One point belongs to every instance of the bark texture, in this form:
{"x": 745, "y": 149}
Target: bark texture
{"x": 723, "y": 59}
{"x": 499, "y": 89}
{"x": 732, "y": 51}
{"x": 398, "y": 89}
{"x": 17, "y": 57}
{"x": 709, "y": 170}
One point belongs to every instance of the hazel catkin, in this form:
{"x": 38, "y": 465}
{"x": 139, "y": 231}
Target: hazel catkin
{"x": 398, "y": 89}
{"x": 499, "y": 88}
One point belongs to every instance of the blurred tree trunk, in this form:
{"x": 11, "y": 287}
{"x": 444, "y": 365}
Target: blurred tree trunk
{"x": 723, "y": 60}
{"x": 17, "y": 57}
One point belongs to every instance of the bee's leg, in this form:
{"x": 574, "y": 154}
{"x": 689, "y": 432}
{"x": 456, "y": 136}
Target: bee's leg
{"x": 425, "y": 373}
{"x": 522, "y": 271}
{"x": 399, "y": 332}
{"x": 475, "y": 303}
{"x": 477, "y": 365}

* * *

* **What you need to do**:
Write out the lines from the one containing "One point belongs to every instance of the bee's" through the last line, substituting "bee's antenna" for each occurrence of "bee's leg" and leaving everything else as it is.

* **Result**:
One point belongs to every instance of the bee's antenna, in this form:
{"x": 574, "y": 154}
{"x": 689, "y": 432}
{"x": 456, "y": 136}
Target: bee's antenna
{"x": 425, "y": 373}
{"x": 522, "y": 271}
{"x": 399, "y": 332}
{"x": 475, "y": 303}
{"x": 477, "y": 365}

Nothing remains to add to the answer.